**TASK INSTRUCTIONS**
Reproduce every one of the entries below verbatim, from the first to the last.

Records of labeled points
---------------

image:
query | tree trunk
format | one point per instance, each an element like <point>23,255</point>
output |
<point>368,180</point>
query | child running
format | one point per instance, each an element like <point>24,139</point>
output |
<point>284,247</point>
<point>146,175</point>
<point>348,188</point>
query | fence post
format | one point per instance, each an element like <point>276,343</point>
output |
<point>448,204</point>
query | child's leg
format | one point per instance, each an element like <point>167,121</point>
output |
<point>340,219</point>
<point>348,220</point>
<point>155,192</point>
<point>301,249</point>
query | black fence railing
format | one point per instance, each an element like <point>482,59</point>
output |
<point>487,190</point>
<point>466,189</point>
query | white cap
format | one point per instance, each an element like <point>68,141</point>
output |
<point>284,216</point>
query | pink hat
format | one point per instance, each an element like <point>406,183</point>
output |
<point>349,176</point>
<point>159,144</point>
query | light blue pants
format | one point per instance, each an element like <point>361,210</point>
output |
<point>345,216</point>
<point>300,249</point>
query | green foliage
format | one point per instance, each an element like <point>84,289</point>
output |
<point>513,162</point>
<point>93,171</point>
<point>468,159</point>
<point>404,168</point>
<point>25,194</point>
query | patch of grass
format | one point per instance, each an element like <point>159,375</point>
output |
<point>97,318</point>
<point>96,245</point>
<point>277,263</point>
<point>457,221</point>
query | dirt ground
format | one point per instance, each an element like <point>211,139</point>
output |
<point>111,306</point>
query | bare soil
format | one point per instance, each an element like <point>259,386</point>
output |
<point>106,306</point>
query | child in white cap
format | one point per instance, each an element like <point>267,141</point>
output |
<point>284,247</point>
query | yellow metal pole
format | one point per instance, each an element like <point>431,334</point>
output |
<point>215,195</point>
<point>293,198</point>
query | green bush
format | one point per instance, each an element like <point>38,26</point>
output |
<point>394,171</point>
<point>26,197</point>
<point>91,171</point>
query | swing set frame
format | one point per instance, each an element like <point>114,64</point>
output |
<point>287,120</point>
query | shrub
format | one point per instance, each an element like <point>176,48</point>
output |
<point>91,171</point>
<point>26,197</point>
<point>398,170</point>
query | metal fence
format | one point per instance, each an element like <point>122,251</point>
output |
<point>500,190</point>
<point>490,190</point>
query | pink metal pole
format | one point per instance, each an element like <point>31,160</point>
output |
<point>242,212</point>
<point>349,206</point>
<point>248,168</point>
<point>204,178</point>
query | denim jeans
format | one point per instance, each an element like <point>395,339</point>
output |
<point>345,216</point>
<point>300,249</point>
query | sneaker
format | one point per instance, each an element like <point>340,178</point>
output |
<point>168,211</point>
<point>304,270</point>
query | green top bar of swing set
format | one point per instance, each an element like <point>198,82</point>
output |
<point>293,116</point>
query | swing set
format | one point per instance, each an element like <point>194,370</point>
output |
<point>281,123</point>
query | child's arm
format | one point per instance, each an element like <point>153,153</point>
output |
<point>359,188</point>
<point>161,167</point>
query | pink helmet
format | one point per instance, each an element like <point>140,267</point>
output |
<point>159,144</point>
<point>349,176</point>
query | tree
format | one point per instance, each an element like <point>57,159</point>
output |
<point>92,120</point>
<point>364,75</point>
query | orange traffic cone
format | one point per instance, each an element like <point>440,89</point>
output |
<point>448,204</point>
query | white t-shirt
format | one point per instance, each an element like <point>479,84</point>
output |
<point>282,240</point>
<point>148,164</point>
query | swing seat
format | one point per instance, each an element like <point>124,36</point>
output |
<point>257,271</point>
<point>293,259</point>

---------------

**PROBLEM SOLUTION**
image:
query | tree trunk
format | one point per instance, each an element like <point>23,255</point>
output |
<point>368,180</point>
query | child running
format | one point per instance, each an element like <point>24,139</point>
output |
<point>284,247</point>
<point>146,175</point>
<point>348,188</point>
query | fence post
format | one point per instance, each an element like <point>276,343</point>
output |
<point>448,204</point>
query | child's leg
format | one point per instance, each an element like <point>167,121</point>
output |
<point>340,219</point>
<point>348,220</point>
<point>155,192</point>
<point>301,249</point>
query | black fence railing
format | one point per instance, each an element like <point>482,59</point>
output |
<point>487,190</point>
<point>466,189</point>
query | white cap
format | one point per instance, each an element like <point>68,141</point>
output |
<point>284,216</point>
query | pink hat
format | one point per instance, each an element like <point>406,183</point>
output |
<point>349,176</point>
<point>159,144</point>
query | light blue pants
format | one point per instance, each an element like <point>361,210</point>
output |
<point>345,216</point>
<point>300,249</point>
query | green foliage
format | one point per instance, each an element like <point>84,289</point>
output |
<point>513,162</point>
<point>93,171</point>
<point>468,159</point>
<point>404,168</point>
<point>25,194</point>
query | patch of grass
format | one point per instance, each an element like <point>159,375</point>
output |
<point>97,318</point>
<point>96,245</point>
<point>277,263</point>
<point>457,221</point>
query | dirt ground
format | one point per instance, each an element like <point>211,139</point>
output |
<point>111,306</point>
query | bare soil
format | one point per instance, each an element like <point>259,386</point>
output |
<point>106,306</point>
query | child in white cap
format | one point per instance, each an element like <point>267,141</point>
output |
<point>284,247</point>
query | yellow metal pole
format | one point per instance, each an element like <point>431,334</point>
output |
<point>215,195</point>
<point>293,198</point>
query | green bush
format | one point per instance, each an element like <point>38,26</point>
output |
<point>394,171</point>
<point>26,197</point>
<point>91,171</point>
query | swing set frame
format | one point per instance, each an element like <point>114,64</point>
output |
<point>287,120</point>
query | shrub
format | one point per instance, each an element like <point>176,48</point>
output |
<point>91,171</point>
<point>26,197</point>
<point>398,170</point>
query | metal fence
format | one point per instance, each an element like <point>122,251</point>
output |
<point>500,190</point>
<point>490,190</point>
query | pink metal pole
format | one point per instance, each an element like <point>31,160</point>
output |
<point>242,212</point>
<point>349,206</point>
<point>248,168</point>
<point>204,178</point>
query | denim jeans
format | one point per instance, each an element like <point>395,339</point>
output |
<point>345,216</point>
<point>300,249</point>
query | sneaker
format | one point per instance, each an element like <point>340,178</point>
output |
<point>168,211</point>
<point>304,270</point>
query | green top bar of swing set
format | one point per instance, each an element like <point>198,82</point>
output |
<point>293,116</point>
query | swing set
format | one point per instance, each an element like <point>194,370</point>
output |
<point>281,123</point>
query | child's arm
format | one point per instance, each an element like <point>153,153</point>
output |
<point>359,188</point>
<point>161,167</point>
query | pink helmet
format | one point per instance, each an element like <point>140,267</point>
output |
<point>159,144</point>
<point>349,176</point>
query | tree
format | one point per instance, each an element like <point>57,159</point>
output |
<point>92,120</point>
<point>364,75</point>
query | orange traffic cone
format | one point per instance, each an element like <point>440,89</point>
output |
<point>448,204</point>
query | white t-shirt
format | one point per instance, each an element like <point>479,84</point>
output |
<point>282,240</point>
<point>148,164</point>
query | swing seat
format | one point per instance, each an element like <point>124,36</point>
output |
<point>257,271</point>
<point>293,259</point>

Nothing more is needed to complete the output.